**JOBS**:
- 1) List every race that the Brigadier Gerard Stakes passage says Brigadier Gerard won.
- 2) In the Brigadier Gerard Stakes passage, rewrite the stretch from "The Brigadier Gerard Stakes covers" through "Group 3 winners.", putting "9 stone" in place of "nine stone".

┌─ SELECTED TEXT

The Brigadier Gerard Stakes was inaugurated in 1953. It was originally known as the Coronation Stakes, commemorating the coronation of Queen Elizabeth II. In 1973, the name of the event was changed to honour the recently-retired champion Brigadier Gerard, a racehorse that had won the Westbury Stakes and the Eclipse Stakes at Sandown Park as well as the classic 2000 Guineas at Newmarket.

The Brigadier Gerard Stakes covers a distance of one mile, two furlongs and seven yards over Sandown Park’s right-handed turf. All runners carry exactly nine stone, with an allowance of three pounds for fillies and mares. Penalties are applied to entries successful in races held since 31st August of the previous year, amounting to seven pounds for Group 1 winners, five pounds for Group 2 winners and three pounds for Group 3 winners.

└─
┌─ RECORDS

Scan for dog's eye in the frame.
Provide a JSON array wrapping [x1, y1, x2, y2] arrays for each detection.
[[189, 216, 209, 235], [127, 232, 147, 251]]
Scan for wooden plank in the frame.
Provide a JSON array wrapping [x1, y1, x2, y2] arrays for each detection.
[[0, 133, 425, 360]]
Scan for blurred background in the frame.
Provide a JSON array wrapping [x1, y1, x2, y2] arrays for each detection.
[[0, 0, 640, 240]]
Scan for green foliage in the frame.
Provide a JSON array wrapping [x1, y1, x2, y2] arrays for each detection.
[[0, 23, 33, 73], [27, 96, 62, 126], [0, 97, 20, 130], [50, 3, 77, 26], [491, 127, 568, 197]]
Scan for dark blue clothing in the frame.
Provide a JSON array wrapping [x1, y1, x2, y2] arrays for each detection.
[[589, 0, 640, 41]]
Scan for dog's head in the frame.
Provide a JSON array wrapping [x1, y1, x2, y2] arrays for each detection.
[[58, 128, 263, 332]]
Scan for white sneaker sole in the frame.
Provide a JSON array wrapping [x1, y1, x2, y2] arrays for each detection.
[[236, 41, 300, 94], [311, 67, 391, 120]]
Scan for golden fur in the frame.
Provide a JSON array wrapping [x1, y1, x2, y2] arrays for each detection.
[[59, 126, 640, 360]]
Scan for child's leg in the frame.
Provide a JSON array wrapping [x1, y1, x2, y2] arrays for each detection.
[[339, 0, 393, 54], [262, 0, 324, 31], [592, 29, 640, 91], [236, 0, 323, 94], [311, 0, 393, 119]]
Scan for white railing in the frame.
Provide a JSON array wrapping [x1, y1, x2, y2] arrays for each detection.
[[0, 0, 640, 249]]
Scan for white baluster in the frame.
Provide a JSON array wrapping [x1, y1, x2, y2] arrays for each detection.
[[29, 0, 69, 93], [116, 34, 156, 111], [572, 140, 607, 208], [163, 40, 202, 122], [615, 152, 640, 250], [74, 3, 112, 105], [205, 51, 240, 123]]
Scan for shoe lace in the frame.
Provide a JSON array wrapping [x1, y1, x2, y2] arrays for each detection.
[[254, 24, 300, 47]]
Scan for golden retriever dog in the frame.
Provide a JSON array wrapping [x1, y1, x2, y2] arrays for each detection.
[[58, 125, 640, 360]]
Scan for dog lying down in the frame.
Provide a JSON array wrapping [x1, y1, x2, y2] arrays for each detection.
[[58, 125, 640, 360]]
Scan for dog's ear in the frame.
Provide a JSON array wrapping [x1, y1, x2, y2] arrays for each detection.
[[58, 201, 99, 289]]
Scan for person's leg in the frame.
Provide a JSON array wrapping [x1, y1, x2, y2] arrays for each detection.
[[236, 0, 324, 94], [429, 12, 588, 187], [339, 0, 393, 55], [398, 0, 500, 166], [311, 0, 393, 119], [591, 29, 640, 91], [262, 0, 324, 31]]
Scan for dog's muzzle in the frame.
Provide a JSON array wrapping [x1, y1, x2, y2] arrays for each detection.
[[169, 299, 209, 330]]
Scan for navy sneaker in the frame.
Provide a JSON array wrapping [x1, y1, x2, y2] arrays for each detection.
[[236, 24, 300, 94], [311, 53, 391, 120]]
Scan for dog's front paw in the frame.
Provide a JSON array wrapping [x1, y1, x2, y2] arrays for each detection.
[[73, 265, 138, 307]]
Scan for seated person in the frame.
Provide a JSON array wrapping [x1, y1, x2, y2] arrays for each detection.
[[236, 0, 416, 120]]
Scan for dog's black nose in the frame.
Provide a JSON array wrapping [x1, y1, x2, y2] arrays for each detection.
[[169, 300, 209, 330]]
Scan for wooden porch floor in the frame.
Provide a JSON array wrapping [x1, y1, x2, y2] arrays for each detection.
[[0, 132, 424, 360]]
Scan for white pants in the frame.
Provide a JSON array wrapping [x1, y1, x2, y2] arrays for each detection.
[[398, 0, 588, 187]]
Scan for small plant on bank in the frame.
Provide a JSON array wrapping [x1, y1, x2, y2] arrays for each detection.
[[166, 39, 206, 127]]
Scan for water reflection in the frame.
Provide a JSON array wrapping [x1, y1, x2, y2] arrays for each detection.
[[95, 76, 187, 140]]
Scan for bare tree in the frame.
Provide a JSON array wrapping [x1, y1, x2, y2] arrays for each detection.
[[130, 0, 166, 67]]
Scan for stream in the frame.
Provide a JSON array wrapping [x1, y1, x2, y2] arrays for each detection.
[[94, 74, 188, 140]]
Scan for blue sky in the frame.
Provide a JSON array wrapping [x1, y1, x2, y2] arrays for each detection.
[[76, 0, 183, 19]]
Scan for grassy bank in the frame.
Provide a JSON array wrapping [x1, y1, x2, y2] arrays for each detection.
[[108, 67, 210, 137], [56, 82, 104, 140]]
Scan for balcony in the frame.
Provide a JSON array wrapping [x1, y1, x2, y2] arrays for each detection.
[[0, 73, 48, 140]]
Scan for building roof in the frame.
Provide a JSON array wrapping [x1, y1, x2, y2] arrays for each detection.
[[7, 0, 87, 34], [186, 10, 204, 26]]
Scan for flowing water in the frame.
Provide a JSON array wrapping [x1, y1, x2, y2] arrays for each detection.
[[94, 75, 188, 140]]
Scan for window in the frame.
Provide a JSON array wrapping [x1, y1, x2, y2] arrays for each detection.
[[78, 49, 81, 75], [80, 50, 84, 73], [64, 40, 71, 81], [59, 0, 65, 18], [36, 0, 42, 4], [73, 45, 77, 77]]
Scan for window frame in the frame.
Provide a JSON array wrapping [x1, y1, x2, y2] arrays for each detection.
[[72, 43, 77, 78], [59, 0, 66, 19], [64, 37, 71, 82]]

└─

**SOLUTIONS FOR EACH TASK**:
- 1)
Westbury Stakes
Eclipse Stakes
2000 Guineas

- 2)
The Brigadier Gerard Stakes covers a distance of one mile, two furlongs and seven yards over Sandown Park’s right-handed turf. All runners carry exactly 9 stone, with an allowance of three pounds for fillies and mares. Penalties are applied to entries successful in races held since 31st August of the previous year, amounting to seven pounds for Group 1 winners, five pounds for Group 2 winners and three pounds for Group 3 winners.